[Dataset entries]

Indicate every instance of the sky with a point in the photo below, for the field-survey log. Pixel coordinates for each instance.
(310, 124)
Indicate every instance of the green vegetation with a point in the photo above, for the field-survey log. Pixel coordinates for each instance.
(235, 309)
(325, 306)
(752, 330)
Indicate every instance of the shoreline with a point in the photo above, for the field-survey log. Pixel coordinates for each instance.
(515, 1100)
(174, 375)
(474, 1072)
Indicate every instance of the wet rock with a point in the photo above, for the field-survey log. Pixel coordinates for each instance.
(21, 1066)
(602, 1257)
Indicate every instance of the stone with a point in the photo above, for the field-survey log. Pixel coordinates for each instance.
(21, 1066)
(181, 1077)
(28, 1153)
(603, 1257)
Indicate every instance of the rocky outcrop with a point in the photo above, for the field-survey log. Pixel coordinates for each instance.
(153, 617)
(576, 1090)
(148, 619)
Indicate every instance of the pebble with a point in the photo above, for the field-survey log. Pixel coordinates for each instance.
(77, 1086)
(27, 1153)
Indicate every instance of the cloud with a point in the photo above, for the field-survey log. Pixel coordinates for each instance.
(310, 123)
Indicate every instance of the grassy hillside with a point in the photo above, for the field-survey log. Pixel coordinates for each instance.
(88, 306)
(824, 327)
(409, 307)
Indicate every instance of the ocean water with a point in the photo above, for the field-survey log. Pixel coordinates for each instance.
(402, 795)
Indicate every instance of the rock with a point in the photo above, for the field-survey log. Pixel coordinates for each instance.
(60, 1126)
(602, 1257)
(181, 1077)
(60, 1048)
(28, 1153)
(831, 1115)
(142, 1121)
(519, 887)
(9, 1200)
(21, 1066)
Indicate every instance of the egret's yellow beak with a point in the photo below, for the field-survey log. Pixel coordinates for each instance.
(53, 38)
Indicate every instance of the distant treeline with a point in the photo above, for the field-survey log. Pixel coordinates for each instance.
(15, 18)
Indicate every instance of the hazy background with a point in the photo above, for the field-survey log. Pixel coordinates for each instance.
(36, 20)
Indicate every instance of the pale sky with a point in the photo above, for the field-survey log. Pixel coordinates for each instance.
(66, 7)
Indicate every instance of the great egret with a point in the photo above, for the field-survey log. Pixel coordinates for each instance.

Direction -
Render the listing as a Markdown table with the columns "No." for the row number and "Line" for the line. Start with the line containing "Indicate every instance of the cloud", continue through the end of the listing, and leave out blank lines.

Answer to the task -
| No. | Line |
|---|---|
| 1 | Indicate every instance of the cloud with a point in the photo above, for the field-survey log. Pixel coordinates for each instance. |
| 2 | (310, 123) |
| 3 | Indicate every instance of the grassy hillside with a point in the photo above, for the field-survey log. Pixel coordinates for each instance. |
| 4 | (88, 306) |
| 5 | (824, 327) |
| 6 | (409, 307) |
| 7 | Indicate every instance of the ocean water with a point in the photo above, for the field-survey log. Pixel coordinates for each instance. |
| 8 | (402, 795) |
| 9 | Indicate every instance of the rock with a point in the photo above, for the field-survey log. Pixel coordinates for each instance. |
| 10 | (60, 1126) |
| 11 | (602, 1257) |
| 12 | (181, 1077) |
| 13 | (60, 1048) |
| 14 | (28, 1153) |
| 15 | (831, 1115) |
| 16 | (142, 1121) |
| 17 | (519, 887) |
| 18 | (9, 1200) |
| 19 | (21, 1066) |
| 20 | Indicate every instance of the egret's yellow beak with a point in the photo below, for the field-survey log. Pixel coordinates for each instance. |
| 21 | (53, 38) |
| 22 | Indicate every instance of the distant treeline with a point in the photo above, for the field-survey log. Pixel coordinates for each instance. |
| 23 | (15, 18) |
| 24 | Indicate every instance of the hazy background with a point in the photo above, for the field-survey log. Pixel coordinates for each instance. |
| 25 | (36, 20) |
| 26 | Indicate every instance of the pale sky with a point in the photo above, for the field-survey log. Pixel coordinates for each instance. |
| 27 | (66, 7) |
| 28 | Indicate every instance of the great egret with a point in the photo above, for the field-survey log. Pixel coordinates for each instance. |